Vorliegender Text =>
★ ★ ★

Portrait Wahida Mohammed Zai

Wahida Mohammed Zai

Ehemalige Direktorin des Finanzminssteriums der Provinz Kabul, frühere Programmkoordinatorin bei Medica Afghanistan

Content Warning: Sexualisierte Gewalt, Blut. Geben Sie auf sich acht!

Angst vor dem Tod hatte ich nicht, als die Taliban im Sommer 2021 in Kabul einfielen. Er war schon lange Teil meines Lebens. Aber ich hatte große Angst vor Folter. Die meisten Frauen, die die Taliban gefangen nahmen – die Demonstrantinnen, die Frauen, die für die Regierung oder internationale Organisationen gearbeitet hatten – wurden gefoltert und vergewaltigt.

Das war meine Angst. Und dass sie meiner Familie etwas antun könnten. Schließlich war bekannt, dass ich mich seit über 15 Jahren für die Rechte von Frauen und eine gerechte Gesellschaft einsetzte.

★ ★ ★

Aufgabe => Bearbeiten Sie das Porträt, indem Sie den Abschnitt beginnend bei „Portrait Wahida Mohammed“ und endend bei „auf sich acht!“ wiedergeben und dabei „Programmkoordinatorin“ durch „Projektkoordinatorin“ ersetzen. Die Zeilen sind eigenständiges Material und gehören nicht zum Porträt.

Vorliegende Angaben =>

★ ★ ★

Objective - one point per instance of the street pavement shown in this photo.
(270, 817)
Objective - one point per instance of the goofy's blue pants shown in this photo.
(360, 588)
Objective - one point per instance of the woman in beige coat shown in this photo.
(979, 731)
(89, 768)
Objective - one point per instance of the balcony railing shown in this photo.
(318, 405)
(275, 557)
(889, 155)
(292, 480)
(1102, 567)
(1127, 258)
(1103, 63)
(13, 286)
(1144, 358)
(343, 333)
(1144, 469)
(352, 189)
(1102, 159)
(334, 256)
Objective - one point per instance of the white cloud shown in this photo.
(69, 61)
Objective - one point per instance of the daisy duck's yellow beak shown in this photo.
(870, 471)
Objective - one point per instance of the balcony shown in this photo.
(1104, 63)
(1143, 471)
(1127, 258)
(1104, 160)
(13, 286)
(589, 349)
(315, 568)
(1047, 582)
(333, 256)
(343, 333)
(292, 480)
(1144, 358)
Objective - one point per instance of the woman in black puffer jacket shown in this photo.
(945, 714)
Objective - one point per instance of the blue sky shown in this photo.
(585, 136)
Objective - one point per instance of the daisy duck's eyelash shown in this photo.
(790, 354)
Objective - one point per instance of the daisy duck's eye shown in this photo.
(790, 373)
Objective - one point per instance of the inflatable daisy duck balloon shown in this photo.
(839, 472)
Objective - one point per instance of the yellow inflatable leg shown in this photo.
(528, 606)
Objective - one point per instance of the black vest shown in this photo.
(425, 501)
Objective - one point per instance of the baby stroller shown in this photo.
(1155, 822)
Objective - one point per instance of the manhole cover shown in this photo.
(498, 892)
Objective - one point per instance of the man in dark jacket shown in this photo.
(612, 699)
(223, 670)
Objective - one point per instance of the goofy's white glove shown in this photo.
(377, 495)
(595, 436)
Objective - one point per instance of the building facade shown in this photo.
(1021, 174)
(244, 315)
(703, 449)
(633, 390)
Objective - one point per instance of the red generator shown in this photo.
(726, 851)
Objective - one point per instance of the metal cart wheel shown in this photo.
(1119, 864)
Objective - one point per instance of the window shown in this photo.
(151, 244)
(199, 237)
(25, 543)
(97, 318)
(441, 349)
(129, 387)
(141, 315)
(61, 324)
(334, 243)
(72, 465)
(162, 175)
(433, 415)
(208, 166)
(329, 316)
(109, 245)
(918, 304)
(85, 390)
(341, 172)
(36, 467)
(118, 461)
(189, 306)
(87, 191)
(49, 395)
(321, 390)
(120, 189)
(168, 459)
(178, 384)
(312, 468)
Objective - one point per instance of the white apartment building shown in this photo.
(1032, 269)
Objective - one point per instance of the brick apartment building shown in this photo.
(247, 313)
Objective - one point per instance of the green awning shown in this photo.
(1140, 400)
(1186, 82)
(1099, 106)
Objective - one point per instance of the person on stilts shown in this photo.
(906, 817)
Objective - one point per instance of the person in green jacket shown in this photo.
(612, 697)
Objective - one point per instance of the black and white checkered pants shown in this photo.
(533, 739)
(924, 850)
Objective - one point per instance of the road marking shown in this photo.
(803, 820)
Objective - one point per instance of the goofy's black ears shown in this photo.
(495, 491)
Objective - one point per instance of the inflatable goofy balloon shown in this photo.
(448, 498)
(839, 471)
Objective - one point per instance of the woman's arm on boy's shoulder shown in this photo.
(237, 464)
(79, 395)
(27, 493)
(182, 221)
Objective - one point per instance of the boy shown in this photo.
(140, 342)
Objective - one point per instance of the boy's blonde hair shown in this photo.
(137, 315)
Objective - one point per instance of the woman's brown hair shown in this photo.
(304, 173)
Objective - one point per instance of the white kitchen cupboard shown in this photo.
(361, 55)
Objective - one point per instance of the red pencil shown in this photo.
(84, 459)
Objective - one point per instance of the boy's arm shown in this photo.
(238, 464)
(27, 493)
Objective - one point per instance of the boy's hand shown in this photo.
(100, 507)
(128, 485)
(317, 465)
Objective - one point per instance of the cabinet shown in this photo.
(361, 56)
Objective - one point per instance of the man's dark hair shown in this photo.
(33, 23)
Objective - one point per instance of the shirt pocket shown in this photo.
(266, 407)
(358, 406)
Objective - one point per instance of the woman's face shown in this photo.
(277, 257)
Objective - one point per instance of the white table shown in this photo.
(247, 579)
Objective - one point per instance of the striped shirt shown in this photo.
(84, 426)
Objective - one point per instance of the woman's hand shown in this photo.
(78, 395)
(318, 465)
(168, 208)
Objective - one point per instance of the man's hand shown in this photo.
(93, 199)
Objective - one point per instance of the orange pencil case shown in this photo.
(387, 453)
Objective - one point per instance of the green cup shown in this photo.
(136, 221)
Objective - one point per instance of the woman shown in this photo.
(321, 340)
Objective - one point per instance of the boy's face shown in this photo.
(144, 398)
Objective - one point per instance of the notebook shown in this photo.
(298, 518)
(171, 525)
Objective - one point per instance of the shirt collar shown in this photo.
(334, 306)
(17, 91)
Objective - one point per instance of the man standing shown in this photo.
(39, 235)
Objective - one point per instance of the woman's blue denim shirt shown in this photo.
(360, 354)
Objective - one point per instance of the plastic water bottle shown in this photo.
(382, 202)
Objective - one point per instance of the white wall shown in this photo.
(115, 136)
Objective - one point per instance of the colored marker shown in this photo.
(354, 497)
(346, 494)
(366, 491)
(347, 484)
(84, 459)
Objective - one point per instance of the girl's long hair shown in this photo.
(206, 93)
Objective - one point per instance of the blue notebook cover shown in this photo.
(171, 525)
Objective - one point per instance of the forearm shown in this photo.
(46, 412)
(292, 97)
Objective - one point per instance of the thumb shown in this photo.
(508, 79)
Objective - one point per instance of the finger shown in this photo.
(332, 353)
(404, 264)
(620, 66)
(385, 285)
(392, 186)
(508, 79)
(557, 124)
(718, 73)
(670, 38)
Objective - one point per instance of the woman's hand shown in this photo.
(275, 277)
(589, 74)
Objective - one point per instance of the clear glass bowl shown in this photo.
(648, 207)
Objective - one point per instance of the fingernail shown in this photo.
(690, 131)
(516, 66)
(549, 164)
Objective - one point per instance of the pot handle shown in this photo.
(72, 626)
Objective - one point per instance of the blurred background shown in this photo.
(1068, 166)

★ ★ ★

Lösung =>
Portrait Wahida Mohammed Zai

Wahida Mohammed Zai

Ehemalige Direktorin des Finanzminssteriums der Provinz Kabul, frühere Projektkoordinatorin bei Medica Afghanistan

Content Warning: Sexualisierte Gewalt, Blut. Geben Sie auf sich acht!